=== Recorded information ===

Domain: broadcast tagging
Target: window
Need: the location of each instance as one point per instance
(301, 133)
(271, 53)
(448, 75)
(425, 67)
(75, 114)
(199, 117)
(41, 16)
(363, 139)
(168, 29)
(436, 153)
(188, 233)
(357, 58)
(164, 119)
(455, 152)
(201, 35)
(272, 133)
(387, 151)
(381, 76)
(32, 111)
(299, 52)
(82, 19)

===

Your assignment: Copy only the stretch running from the line containing "Need: the location" to the final line of the entries, both ends included, exactly as it stands.

Exercise solution:
Need: the location of each instance as one point per instance
(301, 133)
(271, 53)
(448, 75)
(425, 67)
(75, 114)
(199, 117)
(41, 16)
(363, 139)
(168, 29)
(436, 153)
(188, 233)
(357, 58)
(164, 119)
(455, 152)
(201, 35)
(272, 133)
(387, 151)
(381, 76)
(32, 111)
(299, 52)
(82, 19)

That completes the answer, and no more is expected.